SHORT PROBLEM 1:
Can you copy out the python-checkins post on revision 54078 from "[Python-checkins] r54078 - sandbox/trunk/pep3101/README.txt" up to and including "for historical interest."?
SHORT PROBLEM 2:
Can you continue the python-checkins post about adding StringFormat.py, picking up right after the last line shown?

TEXT TO READ:
[Python-checkins] r54078 - sandbox/trunk/pep3101/README.txt sandbox/trunk/pep3101/StringFormat.py
eric.smith
python-checkins at python.org
Fri Mar 2 12:42:10 CET 2007
Author: eric.smith
Date: Fri Mar 2 12:42:08 2007
New Revision: 54078
Added:
sandbox/trunk/pep3101/StringFormat.py (contents, props changed)
Modified:
sandbox/trunk/pep3101/README.txt
Log:
Added StringFormat.py, which is Talin's original pure Python implementation. Only for historical interest.
Modified: sandbox/trunk/pep3101/README.txt
==============================================================================
--- sandbox/trunk/pep3101/README.txt (original)
+++ sandbox/trunk/pep3101/README.txt Fri Mar 2 12:42:08 2007
@@ -42,6 +42,9 @@
Python versions.
- setup.py -- Use "build" option to make the extension module
- test_simpleformat.py -- initial unittests
+ - StringFormat.py -- Talin's original implementation in Python.
+ This is only for historical interest: it doesn't exactly match
+ the PEP or C implementation.
Todo:
Added: sandbox/trunk/pep3101/StringFormat.py
==============================================================================
--- (empty file)
+++ sandbox/trunk/pep3101/StringFormat.py Fri Mar 2 12:42:08 2007
@@ -0,0 +1,442 @@
+# Python string formatting
+
+from math import log
+try:
+ import locale
+except:
+ locale = None
+try:
+ import fpformat
+except:
+ fpformat = None
+
+# Except for errors in the format string.

DATASET EXTRACT:
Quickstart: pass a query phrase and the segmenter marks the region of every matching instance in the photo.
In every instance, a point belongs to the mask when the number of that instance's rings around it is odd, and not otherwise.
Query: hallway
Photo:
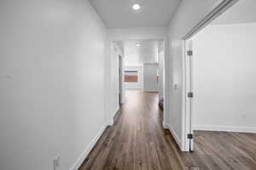
[[[157,94],[127,91],[116,116],[80,170],[183,169],[174,139],[162,128]]]

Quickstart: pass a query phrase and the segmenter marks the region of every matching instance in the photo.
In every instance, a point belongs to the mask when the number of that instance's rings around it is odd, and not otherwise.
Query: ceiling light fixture
[[[132,9],[135,10],[135,11],[138,11],[142,8],[142,5],[140,3],[133,3],[131,7],[132,7]]]

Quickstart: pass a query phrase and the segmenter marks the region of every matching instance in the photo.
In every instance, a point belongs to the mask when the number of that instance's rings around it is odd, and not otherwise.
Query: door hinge
[[[188,93],[188,98],[193,98],[193,97],[194,97],[193,92]]]
[[[187,51],[187,54],[188,54],[188,56],[192,56],[193,55],[193,51],[192,50]]]
[[[193,139],[193,134],[192,133],[189,133],[188,134],[188,139]]]

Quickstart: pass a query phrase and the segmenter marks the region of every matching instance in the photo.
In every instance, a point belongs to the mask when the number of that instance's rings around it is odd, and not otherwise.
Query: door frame
[[[195,56],[188,56],[187,51],[192,48],[192,42],[189,43],[190,38],[208,26],[212,20],[218,18],[220,14],[225,12],[228,8],[232,7],[239,0],[224,0],[218,5],[209,14],[207,14],[199,24],[197,24],[189,33],[183,38],[183,81],[184,86],[183,87],[183,109],[184,116],[183,117],[183,138],[182,144],[183,144],[183,151],[193,151],[194,150],[194,138],[189,139],[188,134],[194,133],[193,129],[193,98],[195,93],[193,92],[193,58]],[[192,50],[193,54],[193,50]],[[196,57],[196,56],[195,56]],[[194,96],[189,98],[188,93],[192,92]],[[196,97],[196,96],[195,96]]]

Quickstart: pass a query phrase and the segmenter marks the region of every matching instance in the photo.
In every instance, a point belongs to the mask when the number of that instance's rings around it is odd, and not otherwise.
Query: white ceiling
[[[109,28],[166,26],[182,0],[90,0]],[[140,2],[143,10],[132,11],[133,2]]]
[[[256,22],[256,0],[240,0],[217,18],[212,24],[238,24]]]
[[[141,46],[137,47],[137,41],[125,41],[125,65],[142,65],[144,63],[158,62],[158,51],[161,42],[138,41]]]

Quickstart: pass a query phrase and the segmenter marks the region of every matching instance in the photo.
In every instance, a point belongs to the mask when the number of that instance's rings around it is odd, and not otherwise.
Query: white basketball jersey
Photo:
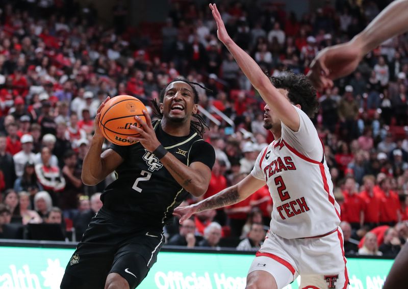
[[[340,222],[323,144],[308,116],[295,107],[299,130],[282,123],[282,137],[261,152],[251,172],[266,180],[273,200],[271,230],[288,239],[322,235]]]

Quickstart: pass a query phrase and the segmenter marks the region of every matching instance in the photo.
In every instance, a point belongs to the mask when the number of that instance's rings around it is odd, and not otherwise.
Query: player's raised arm
[[[364,56],[389,38],[408,31],[408,0],[390,4],[351,40],[321,51],[311,64],[309,76],[318,88],[354,71]]]
[[[265,185],[265,181],[249,174],[237,185],[227,188],[196,204],[176,208],[173,214],[180,217],[180,222],[182,224],[196,213],[233,205],[245,200]]]
[[[100,111],[109,100],[108,96],[98,109],[95,118],[95,134],[89,150],[84,159],[81,177],[84,183],[88,186],[94,186],[105,179],[123,161],[113,149],[108,149],[102,153],[105,137],[99,129],[98,121]]]
[[[242,72],[282,122],[292,130],[297,132],[299,129],[300,120],[295,108],[272,85],[269,78],[255,61],[231,39],[215,4],[210,4],[210,8],[217,22],[218,39],[230,50]]]

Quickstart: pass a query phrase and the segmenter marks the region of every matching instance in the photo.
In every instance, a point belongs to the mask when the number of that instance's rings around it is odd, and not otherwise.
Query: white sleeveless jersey
[[[322,143],[307,115],[295,108],[299,130],[282,123],[282,137],[261,152],[251,172],[266,180],[273,200],[271,230],[288,239],[322,235],[340,222]]]

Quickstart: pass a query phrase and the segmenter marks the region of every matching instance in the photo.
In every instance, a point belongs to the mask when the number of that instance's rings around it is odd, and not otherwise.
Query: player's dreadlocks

EXPECTED OUTPUT 1:
[Python-checkins] r54078 - sandbox/trunk/pep3101/README.txt sandbox/trunk/pep3101/StringFormat.py
eric.smith
python-checkins at python.org
Fri Mar 2 12:42:10 CET 2007
Author: eric.smith
Date: Fri Mar 2 12:42:08 2007
New Revision: 54078
Added:
sandbox/trunk/pep3101/StringFormat.py (contents, props changed)
Modified:
sandbox/trunk/pep3101/README.txt
Log:
Added StringFormat.py, which is Talin's original pure Python implementation. Only for historical interest.

EXPECTED OUTPUT 2:
+class FormatError(StandardError):
+ pass
+
+strict_format_errors = False
+
+class ConversionTypes:
+ Binary = 'b' # Base-2
+ Character = 'c' # Print as character
+ Decimal = 'd' # Decimal integer
+ Exponent = 'e' # Exponential notation
+ ExponentUC = 'E' # Exponential notation with upper case 'E'
+ Fixed = 'f' # Fixed-point
+ FixedUC = 'F' # Fixed-point with upper case
+ General = 'g' # General number notation
+ GeneralUC = 'G' # General number notation with upper case 'E'
+ Number = 'n' # Number in locale-specific format
+ Octal = 'o' # Octal
+ Repr = 'r' # In repr() format
+ String = 's' # Convert using str()
+ Hex = 'x' # Base 16
+ HexUC = 'X' # Base 16 upper case
+ Percentage = '%' # As percentage
+
+ConversionTypes.All = set(ConversionTypes.__dict__.values())
+
+# Parse the standard conversion spec. Note that I don't use
+# regex here because I'm trying to eliminate external dependencies
+# as much as possible.
+def parse_std_conversion(spec):
+ length = None
+ precision = None
+ ctype = None
+ align = None
+ fill_char = None
+ sign = None
+
+ index = 0
+ spec_len = len(spec)
+
+ # If the second char is an alignment token,
+ # then parse the fill char
+ if spec_len >=2 and spec[ 1 ] in '<>=^':
+ fill_char = spec[ 0 ]
+ align = spec[ 1 ]
+ index = 2
+ # Otherwise, parse the alignment token
+ elif spec_len >= 1 and spec[ 0 ] in '<>=^':
+ align = spec[ 0 ]
+ index = 1
+
+ # Parse the various sign options
+ if index < spec_len and spec[ index ] in ' +-(':
+ sign = spec_len[ index ]
+ index += 1
+ if index < spec_len and spec[ index ] == ')':
+ index += 1
+
+ # The special case for 0-padding (backwards compat)
+ if fill_char == None and index < spec_len and spec[ index ] == '0':
+ fill_char = '0'
+ if align == None:
+ align = '='
+ index += 1
+
+ # Parse field width
+ saveindex = index
+ while index < spec_len and spec[index].isdigit():
+ index += 1
+
+ if index > saveindex:
+ length = int(spec[saveindex : index])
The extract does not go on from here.